Saved entries:
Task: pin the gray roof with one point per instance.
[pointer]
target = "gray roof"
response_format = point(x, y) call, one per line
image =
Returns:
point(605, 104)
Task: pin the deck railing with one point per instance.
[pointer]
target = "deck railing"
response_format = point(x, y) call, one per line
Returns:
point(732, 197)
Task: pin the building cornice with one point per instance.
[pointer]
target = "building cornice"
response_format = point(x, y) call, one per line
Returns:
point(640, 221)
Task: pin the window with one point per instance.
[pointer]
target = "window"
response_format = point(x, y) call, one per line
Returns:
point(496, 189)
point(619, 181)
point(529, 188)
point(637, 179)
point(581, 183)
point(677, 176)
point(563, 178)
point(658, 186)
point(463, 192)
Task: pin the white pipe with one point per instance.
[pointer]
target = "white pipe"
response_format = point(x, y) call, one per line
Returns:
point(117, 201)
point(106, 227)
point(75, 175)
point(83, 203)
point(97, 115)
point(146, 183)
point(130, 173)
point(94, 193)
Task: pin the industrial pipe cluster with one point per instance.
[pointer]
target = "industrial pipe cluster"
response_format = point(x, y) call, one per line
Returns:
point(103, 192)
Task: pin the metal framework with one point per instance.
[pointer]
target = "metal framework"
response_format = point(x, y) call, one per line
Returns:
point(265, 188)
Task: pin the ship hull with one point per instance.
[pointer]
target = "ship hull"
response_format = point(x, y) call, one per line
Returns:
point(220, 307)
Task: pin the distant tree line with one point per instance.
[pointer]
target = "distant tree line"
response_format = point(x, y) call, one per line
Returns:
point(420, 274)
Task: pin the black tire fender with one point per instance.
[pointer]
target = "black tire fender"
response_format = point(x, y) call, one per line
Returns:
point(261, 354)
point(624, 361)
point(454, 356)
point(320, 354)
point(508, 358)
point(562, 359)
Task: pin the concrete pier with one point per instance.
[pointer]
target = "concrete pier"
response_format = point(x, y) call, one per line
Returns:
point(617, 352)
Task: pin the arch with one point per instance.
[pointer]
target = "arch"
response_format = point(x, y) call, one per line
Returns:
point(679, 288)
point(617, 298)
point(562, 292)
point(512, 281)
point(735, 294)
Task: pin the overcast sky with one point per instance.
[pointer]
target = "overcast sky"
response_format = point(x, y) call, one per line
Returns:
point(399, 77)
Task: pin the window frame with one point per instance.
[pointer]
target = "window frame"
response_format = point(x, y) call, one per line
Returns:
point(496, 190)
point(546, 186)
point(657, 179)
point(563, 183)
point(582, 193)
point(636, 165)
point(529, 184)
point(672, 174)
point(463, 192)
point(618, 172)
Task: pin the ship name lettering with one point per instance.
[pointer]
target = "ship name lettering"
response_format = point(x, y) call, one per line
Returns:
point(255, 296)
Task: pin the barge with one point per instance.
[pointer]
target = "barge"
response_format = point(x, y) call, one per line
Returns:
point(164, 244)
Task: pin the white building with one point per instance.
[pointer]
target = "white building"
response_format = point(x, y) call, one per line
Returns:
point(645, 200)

Exercise description:
Each entry above is to be set down again in exactly the same words.

Response:
Task: pin the gray roof with one point per instance.
[pointer]
target = "gray roof"
response_format = point(x, y) call, one per line
image =
Returns:
point(605, 104)
Task: pin the deck railing with one point per instance.
[pointer]
target = "deck railing"
response_format = point(x, y) call, one per line
Returns:
point(732, 197)
Task: pin the building cornice with one point per instance.
[pointer]
target = "building cornice"
response_format = point(x, y) call, one per line
Returns:
point(640, 221)
Task: pin the window with one point per instance.
[pointer]
target = "window"
response_format = point(x, y) call, one per line
Returns:
point(496, 189)
point(619, 181)
point(529, 188)
point(637, 179)
point(581, 183)
point(677, 176)
point(563, 178)
point(658, 186)
point(463, 192)
Task: pin the white pipe with one point per instance.
[pointer]
target = "white pipe"
response_format = point(x, y) call, one per line
Returns:
point(117, 201)
point(106, 227)
point(75, 175)
point(83, 203)
point(97, 115)
point(146, 183)
point(130, 173)
point(94, 193)
Task: pin the industrial pipe cluster with one point per instance.
[pointer]
target = "industrial pipe cluster"
response_format = point(x, y) call, one per line
Returns:
point(103, 192)
Task: pin the metal framework with one point per instance.
[pointer]
target = "metal framework"
response_format = point(x, y) call, one per line
Returns:
point(265, 188)
Task: pin the ship hull with one point per instance.
[pointer]
target = "ship hull"
response_format = point(x, y) call, one per line
Returns:
point(220, 307)
Task: pin the distant tree line with one point per instance.
[pointer]
target = "distant tree line"
response_format = point(x, y) call, one per line
Returns:
point(420, 274)
Task: pin the black tire fender with one point per instance.
[pointer]
target = "black tire fender"
response_format = point(x, y) call, one per line
Returns:
point(261, 354)
point(624, 361)
point(454, 356)
point(320, 354)
point(508, 358)
point(562, 359)
Task: pin the concrete pier with one point per instance.
[pointer]
target = "concrete pier"
response_format = point(x, y) call, one per line
Returns:
point(617, 352)
Task: pin the arch with one point per instance.
[pointer]
target = "arch"
response_format = point(x, y) call, one per line
Returns:
point(679, 288)
point(617, 298)
point(562, 292)
point(512, 281)
point(735, 294)
Task: pin the overcast sky with one point per instance.
[pointer]
target = "overcast sky"
response_format = point(x, y) call, one per line
Returns:
point(399, 77)
Task: pin the window frame with one point per instance.
[pointer]
target = "window frame"
response_format = point(x, y) call, one per line
Returns:
point(496, 190)
point(546, 186)
point(657, 179)
point(563, 183)
point(582, 193)
point(636, 165)
point(529, 184)
point(672, 174)
point(463, 192)
point(618, 172)
Task: pin the ship name lettering with one point per instance.
[pointer]
target = "ship name lettering"
response_format = point(x, y) call, one per line
Returns:
point(255, 296)
Task: pin the barge with one point per instance.
[pointer]
target = "barge"
response_format = point(x, y) call, one per line
Returns:
point(164, 244)
Task: pin the white building with one point per instance.
[pointer]
target = "white building"
response_format = point(x, y) call, one per line
Returns:
point(645, 200)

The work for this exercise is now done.